§ MATERIAL PROVIDED

⁂

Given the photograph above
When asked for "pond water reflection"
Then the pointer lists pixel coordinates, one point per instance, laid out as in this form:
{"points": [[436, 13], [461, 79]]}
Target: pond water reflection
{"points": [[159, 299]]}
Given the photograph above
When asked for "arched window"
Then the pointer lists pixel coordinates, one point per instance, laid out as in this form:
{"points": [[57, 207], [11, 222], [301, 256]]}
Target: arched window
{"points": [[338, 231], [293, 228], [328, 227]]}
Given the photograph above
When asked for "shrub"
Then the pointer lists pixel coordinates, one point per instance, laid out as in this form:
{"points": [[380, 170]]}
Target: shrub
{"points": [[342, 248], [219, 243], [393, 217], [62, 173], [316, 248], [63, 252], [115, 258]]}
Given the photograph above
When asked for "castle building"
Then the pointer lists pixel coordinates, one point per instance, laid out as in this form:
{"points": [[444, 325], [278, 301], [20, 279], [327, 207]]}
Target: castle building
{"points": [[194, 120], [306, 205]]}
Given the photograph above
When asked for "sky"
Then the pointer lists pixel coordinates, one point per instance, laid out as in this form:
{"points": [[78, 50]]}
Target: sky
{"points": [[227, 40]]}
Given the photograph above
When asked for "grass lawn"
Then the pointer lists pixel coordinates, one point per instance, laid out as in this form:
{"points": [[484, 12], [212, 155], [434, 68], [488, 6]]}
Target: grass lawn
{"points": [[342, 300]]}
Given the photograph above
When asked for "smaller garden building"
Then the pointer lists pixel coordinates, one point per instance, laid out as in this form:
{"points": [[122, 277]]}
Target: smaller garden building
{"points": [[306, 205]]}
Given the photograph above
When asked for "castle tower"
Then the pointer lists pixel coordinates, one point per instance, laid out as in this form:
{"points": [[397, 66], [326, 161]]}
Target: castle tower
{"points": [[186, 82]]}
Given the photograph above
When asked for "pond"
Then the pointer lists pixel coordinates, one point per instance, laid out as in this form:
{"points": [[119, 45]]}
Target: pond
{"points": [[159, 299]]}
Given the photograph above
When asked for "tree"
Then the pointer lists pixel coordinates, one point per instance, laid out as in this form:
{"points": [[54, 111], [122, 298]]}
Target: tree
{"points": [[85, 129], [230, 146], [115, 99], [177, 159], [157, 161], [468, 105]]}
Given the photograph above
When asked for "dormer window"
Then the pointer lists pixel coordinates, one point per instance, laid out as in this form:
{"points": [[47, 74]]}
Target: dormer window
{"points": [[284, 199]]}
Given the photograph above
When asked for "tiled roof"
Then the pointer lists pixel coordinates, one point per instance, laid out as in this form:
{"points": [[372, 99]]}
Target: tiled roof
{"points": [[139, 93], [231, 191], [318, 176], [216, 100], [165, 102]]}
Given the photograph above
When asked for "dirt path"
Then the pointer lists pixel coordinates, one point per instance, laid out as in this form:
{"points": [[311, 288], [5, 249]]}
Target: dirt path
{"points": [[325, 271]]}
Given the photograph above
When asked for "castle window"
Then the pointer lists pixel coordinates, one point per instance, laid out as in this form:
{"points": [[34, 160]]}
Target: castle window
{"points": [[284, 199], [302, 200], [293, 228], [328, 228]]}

⁂

§ INSTRUCTIONS TO FOLLOW
Please transcribe the records above in full, keeping every word.

§ YOUR RESPONSE
Given the photograph above
When asked for "pond water reflection"
Then the pointer lists pixel coordinates, one point per instance, laid out as in this form:
{"points": [[436, 13], [461, 79]]}
Target: pond water reflection
{"points": [[159, 299]]}
Given the photograph above
When asked for "arched window"
Then the pointer lists pixel coordinates, one point per instance, laid out as in this form:
{"points": [[57, 207], [11, 222], [301, 256]]}
Target: arched window
{"points": [[338, 231], [293, 228], [328, 227]]}
Given the photograph above
When asked for "shrub"
Then the pointer lists pixel coordinates, one point per instance, laid out as in this form:
{"points": [[380, 170]]}
Target: shrub
{"points": [[342, 248], [219, 243], [393, 217], [62, 173], [316, 248], [63, 252], [115, 258]]}
Given the photograph above
When asked for "castle building"
Then the pointer lists pixel coordinates, one point per instance, laid out as in this form:
{"points": [[444, 325], [278, 301], [20, 279], [327, 207]]}
Target: castle building
{"points": [[194, 120], [306, 205]]}
Given the photograph above
When asked for "sky"
Then the pointer lists pixel coordinates, one point per instance, laid out as in this form:
{"points": [[78, 50]]}
Target: sky
{"points": [[227, 40]]}
Given the photograph above
When asked for "grass lawn"
Then the pointer lists pixel coordinates, one point per instance, laid out as in this form:
{"points": [[484, 12], [212, 155], [434, 68], [488, 6]]}
Target: grass lawn
{"points": [[342, 300]]}
Given the photograph above
When asked for "smaller garden building"
Then the pointer lists pixel coordinates, one point per instance, laid out as in this form:
{"points": [[122, 277]]}
Target: smaller garden building
{"points": [[306, 205]]}
Given the photograph above
When asked for "castle tower"
Then the pointer lists pixel coordinates, one point per instance, laid out as in this form:
{"points": [[397, 66], [326, 161]]}
Target: castle tower
{"points": [[186, 82]]}
Given the photograph above
When asked for "pond"
Then the pointer lists pixel coordinates, one point per instance, laid out as in this form:
{"points": [[119, 45]]}
Target: pond
{"points": [[159, 299]]}
Given the photograph above
When asked for "tree"
Then the pointer lists pixel coordinates, one point per instance, laid out as in this form:
{"points": [[54, 111], [122, 298]]}
Target: tree
{"points": [[85, 129], [230, 146], [115, 99], [177, 159], [157, 161], [468, 105]]}
Given the photograph above
When asked for "dormer window"
Then the pointer lists pixel coordinates, one point per instance, laid out as in this form:
{"points": [[47, 74]]}
Target: dormer window
{"points": [[284, 199]]}
Given the photograph above
When asked for "tiled roof"
Then the pointer lists pixel coordinates, one point per instance, laid out as in this form:
{"points": [[372, 99]]}
Target: tiled roof
{"points": [[139, 93], [231, 191], [318, 176], [216, 100], [165, 102]]}
Given the photograph above
When asked for "dirt path"
Then the pointer lists pixel coordinates, one point per instance, laid out as in this form:
{"points": [[311, 288], [5, 249]]}
Target: dirt path
{"points": [[325, 271]]}
Given the photograph above
When asked for "castle window"
Then the pointer lists pixel coordinates, one point per instance, laid out as in this form:
{"points": [[34, 160]]}
Target: castle window
{"points": [[284, 199], [302, 200], [293, 228], [328, 228]]}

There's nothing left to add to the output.